(Extracted records)
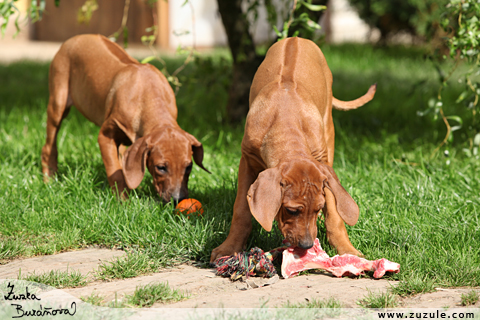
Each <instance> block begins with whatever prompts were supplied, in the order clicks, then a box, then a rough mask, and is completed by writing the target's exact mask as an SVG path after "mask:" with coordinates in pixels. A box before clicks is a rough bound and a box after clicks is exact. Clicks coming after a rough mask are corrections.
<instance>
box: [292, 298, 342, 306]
mask: <svg viewBox="0 0 480 320" xmlns="http://www.w3.org/2000/svg"><path fill="white" fill-rule="evenodd" d="M284 308H308V309H311V308H318V309H320V308H321V309H324V308H328V309H338V308H343V304H342V303H341V302H340V301H338V300H336V299H335V298H329V299H323V300H318V299H312V300H308V301H305V302H302V303H290V302H288V303H287V304H286V305H285V306H284Z"/></svg>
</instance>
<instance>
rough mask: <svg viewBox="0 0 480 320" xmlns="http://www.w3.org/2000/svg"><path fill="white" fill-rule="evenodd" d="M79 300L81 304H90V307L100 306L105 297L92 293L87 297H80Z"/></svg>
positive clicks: (102, 303)
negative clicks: (81, 303) (79, 300)
mask: <svg viewBox="0 0 480 320" xmlns="http://www.w3.org/2000/svg"><path fill="white" fill-rule="evenodd" d="M80 299H81V300H82V301H83V302H86V303H90V304H91V305H94V306H101V305H102V304H103V301H104V300H105V297H104V296H102V295H100V294H98V293H96V292H95V291H94V292H92V293H91V294H90V295H89V296H84V297H80Z"/></svg>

DIRECTIONS FOR THIS TASK =>
Give back the records above exactly. Pictures stay out.

RESPONSE TO THIS TASK =>
Each <instance> block begins with whatever prompts were supplied, in the order clicks, then a box, then a rough mask, and is completed by writing the target's exact mask as an SVG path after "mask:" with coordinates in pixels. A box before clicks is a rough bound and a box after clicks is exact. Clicks coming after a rough mask are corrections.
<instance>
box: [292, 298, 342, 306]
mask: <svg viewBox="0 0 480 320" xmlns="http://www.w3.org/2000/svg"><path fill="white" fill-rule="evenodd" d="M284 308H308V309H311V308H318V309H320V308H321V309H324V308H328V309H338V308H343V304H342V303H341V302H340V301H338V300H336V299H335V298H329V299H323V300H318V299H312V300H308V301H305V302H302V303H290V302H288V303H287V304H286V305H285V306H284Z"/></svg>
</instance>
<instance>
rough mask: <svg viewBox="0 0 480 320" xmlns="http://www.w3.org/2000/svg"><path fill="white" fill-rule="evenodd" d="M79 300L81 304H90V307L100 306L105 297L92 293L87 297H80Z"/></svg>
positive clicks: (102, 303)
negative clicks: (81, 303) (79, 300)
mask: <svg viewBox="0 0 480 320" xmlns="http://www.w3.org/2000/svg"><path fill="white" fill-rule="evenodd" d="M80 299H81V300H82V301H83V302H86V303H90V304H91V305H94V306H101V305H102V304H103V301H104V300H105V297H104V296H102V295H100V294H98V293H96V292H95V291H94V292H92V293H91V294H90V295H89V296H84V297H80Z"/></svg>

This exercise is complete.